Pull out each line of the rows below that contains the word "negative".

─── Source records

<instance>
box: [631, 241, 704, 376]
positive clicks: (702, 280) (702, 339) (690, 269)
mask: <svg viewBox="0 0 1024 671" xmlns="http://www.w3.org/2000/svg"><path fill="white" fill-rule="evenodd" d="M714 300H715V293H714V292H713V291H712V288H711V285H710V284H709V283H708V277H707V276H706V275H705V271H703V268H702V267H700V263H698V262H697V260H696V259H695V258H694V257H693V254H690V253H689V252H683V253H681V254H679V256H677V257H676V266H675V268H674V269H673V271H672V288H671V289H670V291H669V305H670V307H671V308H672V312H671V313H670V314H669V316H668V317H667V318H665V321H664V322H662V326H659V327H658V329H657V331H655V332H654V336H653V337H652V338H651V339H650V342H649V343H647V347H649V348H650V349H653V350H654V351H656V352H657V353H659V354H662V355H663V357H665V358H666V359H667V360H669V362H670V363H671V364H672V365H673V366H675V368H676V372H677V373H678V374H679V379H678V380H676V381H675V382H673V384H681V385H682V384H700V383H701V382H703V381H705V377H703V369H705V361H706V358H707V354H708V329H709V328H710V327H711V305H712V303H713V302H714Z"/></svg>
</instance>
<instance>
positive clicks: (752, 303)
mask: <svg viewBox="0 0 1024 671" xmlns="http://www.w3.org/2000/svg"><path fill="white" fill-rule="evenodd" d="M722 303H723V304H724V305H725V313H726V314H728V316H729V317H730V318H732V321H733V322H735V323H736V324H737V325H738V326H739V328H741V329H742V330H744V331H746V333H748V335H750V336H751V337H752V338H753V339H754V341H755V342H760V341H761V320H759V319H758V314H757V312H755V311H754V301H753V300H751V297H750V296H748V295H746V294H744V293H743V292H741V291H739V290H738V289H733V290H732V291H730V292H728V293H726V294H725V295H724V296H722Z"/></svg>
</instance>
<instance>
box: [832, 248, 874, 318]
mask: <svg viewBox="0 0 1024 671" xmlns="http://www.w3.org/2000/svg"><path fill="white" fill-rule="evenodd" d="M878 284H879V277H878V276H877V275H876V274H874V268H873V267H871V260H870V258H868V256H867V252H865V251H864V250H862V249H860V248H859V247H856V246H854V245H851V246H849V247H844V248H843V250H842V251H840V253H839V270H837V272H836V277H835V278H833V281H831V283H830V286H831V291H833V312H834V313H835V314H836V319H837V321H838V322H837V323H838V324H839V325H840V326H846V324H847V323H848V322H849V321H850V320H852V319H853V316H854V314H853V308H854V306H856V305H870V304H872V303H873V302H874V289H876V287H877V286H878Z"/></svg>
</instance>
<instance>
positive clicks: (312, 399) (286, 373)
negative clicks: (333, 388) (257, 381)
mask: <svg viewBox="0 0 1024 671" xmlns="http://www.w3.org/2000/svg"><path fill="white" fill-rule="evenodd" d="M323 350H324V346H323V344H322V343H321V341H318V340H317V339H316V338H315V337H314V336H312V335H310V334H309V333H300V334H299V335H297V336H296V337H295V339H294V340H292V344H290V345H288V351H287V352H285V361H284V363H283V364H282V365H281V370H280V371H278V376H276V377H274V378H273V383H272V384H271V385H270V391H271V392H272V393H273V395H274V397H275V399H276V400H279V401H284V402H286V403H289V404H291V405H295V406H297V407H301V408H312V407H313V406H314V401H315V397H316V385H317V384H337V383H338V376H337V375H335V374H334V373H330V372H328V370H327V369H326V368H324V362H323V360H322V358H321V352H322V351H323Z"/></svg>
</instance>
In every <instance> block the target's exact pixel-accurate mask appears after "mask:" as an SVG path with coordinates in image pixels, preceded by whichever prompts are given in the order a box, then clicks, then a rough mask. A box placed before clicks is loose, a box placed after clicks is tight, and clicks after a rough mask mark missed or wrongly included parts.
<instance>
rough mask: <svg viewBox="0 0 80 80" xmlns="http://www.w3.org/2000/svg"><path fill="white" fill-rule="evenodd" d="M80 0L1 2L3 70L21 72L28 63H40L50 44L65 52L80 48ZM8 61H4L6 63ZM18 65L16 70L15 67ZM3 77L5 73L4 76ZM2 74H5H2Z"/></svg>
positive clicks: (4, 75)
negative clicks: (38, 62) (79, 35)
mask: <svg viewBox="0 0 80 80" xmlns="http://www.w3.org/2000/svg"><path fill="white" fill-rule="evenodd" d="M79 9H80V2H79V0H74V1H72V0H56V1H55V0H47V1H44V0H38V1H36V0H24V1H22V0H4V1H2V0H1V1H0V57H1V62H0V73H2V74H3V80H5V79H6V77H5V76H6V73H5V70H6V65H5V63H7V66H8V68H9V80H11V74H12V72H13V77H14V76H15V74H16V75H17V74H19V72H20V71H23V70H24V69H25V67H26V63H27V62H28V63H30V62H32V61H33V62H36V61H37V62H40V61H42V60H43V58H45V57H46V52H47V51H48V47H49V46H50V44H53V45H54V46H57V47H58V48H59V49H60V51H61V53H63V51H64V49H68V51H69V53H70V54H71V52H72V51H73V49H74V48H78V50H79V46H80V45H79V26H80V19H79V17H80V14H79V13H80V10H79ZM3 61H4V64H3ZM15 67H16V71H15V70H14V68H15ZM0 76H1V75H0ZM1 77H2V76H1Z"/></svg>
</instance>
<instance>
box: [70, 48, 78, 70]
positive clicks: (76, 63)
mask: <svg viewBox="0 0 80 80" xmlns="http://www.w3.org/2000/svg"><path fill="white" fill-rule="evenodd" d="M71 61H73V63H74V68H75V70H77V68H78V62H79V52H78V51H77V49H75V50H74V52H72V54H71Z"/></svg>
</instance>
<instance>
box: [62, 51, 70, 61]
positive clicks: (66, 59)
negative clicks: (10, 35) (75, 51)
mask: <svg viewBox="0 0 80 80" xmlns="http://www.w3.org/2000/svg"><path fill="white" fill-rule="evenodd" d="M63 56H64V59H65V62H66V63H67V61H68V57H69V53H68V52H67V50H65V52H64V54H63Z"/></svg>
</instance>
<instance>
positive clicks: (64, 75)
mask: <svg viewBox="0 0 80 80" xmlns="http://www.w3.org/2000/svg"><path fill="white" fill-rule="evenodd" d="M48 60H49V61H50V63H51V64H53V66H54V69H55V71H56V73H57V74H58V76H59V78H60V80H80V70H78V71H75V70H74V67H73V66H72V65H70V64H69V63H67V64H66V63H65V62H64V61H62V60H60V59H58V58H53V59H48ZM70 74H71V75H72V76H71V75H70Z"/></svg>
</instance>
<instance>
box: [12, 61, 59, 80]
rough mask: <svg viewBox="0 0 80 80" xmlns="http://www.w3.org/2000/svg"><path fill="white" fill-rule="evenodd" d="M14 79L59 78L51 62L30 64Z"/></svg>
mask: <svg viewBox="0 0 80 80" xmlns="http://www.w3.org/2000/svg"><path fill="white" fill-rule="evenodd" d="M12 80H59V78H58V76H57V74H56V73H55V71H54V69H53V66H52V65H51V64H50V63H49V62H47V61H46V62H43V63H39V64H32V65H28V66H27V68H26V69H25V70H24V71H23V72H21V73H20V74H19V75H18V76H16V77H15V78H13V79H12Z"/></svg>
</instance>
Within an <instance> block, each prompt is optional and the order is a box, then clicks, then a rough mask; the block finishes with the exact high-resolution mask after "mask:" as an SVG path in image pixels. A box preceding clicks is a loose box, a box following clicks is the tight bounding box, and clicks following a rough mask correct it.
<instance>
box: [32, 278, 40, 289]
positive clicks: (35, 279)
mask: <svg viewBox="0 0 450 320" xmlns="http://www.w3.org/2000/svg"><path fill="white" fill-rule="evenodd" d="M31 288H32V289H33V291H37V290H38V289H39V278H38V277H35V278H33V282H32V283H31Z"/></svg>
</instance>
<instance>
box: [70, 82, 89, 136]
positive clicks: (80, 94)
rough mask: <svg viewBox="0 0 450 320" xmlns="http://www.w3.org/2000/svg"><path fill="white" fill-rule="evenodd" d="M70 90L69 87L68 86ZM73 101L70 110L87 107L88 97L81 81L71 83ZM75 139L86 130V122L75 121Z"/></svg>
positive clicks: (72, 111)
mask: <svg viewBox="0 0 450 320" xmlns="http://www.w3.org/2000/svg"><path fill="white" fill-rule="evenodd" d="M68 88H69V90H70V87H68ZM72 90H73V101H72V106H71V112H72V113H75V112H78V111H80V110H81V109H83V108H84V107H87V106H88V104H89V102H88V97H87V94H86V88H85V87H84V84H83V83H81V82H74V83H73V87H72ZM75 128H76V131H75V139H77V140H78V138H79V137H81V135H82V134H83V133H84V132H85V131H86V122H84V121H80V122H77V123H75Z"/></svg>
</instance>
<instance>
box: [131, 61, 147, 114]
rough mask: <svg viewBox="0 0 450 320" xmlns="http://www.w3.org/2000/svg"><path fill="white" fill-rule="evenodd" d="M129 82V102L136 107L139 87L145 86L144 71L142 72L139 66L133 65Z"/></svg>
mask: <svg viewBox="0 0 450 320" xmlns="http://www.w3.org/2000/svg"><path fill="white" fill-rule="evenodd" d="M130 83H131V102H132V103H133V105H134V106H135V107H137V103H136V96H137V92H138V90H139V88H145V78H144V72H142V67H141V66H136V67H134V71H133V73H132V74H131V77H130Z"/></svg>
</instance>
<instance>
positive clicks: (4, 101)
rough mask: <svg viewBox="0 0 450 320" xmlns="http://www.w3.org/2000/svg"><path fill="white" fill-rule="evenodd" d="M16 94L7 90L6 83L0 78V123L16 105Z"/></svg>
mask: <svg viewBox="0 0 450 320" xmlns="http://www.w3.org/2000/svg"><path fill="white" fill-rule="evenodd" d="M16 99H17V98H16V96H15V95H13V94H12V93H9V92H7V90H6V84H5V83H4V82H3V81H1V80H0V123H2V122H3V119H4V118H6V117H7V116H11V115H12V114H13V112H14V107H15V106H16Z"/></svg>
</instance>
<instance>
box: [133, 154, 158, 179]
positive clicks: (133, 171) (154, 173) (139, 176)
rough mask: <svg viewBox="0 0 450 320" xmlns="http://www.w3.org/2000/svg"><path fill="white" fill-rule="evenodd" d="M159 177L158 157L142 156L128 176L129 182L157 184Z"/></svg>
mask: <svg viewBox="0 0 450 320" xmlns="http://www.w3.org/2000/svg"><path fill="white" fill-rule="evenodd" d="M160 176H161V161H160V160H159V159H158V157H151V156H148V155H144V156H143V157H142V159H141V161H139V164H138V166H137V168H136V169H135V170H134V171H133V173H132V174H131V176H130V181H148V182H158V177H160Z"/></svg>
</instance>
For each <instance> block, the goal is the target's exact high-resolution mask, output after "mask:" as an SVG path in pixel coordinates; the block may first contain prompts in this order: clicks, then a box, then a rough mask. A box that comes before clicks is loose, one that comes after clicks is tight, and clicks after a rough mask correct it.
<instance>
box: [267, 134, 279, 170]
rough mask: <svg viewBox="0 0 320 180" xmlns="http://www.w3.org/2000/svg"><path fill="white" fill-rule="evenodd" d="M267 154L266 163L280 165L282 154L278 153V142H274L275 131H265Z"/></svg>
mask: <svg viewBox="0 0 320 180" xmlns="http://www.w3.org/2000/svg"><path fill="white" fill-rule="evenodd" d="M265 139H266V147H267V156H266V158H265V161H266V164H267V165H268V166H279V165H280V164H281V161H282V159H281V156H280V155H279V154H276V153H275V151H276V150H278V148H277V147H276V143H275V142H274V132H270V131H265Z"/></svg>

──────
─── Source records

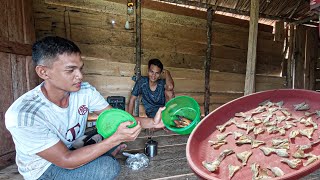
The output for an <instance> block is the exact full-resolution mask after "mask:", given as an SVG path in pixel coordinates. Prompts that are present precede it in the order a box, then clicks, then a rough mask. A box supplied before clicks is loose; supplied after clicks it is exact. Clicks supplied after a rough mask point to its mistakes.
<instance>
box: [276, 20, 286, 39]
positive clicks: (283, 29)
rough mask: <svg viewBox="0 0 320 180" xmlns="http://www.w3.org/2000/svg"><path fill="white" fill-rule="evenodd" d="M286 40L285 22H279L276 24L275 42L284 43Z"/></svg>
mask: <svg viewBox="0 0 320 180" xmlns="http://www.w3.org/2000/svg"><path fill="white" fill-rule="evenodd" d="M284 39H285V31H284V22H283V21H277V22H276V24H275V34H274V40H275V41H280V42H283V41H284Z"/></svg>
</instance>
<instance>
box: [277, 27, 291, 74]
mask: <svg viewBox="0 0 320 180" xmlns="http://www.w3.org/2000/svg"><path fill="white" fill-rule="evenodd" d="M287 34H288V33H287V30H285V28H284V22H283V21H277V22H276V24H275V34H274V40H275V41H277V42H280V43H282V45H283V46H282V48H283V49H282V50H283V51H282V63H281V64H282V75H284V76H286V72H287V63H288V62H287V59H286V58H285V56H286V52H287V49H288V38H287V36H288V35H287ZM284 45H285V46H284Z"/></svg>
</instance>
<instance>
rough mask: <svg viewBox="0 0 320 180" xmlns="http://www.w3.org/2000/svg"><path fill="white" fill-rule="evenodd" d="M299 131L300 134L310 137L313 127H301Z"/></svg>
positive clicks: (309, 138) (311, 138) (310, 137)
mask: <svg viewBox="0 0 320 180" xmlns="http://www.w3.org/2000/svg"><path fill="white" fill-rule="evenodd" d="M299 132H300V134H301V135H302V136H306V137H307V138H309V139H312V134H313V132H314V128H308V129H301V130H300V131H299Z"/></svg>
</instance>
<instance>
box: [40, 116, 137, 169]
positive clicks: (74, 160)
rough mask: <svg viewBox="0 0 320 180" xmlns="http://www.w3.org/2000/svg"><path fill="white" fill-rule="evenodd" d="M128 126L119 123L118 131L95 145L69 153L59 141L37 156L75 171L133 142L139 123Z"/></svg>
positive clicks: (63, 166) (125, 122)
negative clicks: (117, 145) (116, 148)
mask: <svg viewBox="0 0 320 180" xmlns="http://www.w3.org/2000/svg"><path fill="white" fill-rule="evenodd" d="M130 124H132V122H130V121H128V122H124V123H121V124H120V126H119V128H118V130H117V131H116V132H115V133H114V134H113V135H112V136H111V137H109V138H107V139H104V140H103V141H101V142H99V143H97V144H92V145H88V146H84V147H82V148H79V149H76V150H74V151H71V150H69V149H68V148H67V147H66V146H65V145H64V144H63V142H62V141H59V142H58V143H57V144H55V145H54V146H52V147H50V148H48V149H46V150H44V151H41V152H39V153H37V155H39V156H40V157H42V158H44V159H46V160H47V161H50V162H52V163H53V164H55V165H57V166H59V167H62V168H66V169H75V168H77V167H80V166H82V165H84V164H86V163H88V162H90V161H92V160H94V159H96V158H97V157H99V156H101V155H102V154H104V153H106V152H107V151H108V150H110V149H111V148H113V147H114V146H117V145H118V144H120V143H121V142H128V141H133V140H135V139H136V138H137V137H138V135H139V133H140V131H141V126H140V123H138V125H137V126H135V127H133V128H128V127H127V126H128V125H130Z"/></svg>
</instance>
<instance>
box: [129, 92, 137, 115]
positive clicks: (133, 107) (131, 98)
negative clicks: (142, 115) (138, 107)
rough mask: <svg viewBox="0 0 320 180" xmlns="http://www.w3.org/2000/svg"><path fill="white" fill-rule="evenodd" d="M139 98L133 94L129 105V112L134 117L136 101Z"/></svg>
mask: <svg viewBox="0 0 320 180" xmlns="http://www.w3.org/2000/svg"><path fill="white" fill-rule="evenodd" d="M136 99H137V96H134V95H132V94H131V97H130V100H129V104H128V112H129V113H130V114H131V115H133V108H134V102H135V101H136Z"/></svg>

──────

**Task response:**
negative clicks: (333, 388) (257, 381)
negative clicks: (38, 62) (79, 35)
negative clicks: (10, 35) (75, 51)
negative clicks: (117, 145) (116, 148)
negative clicks: (142, 115) (138, 107)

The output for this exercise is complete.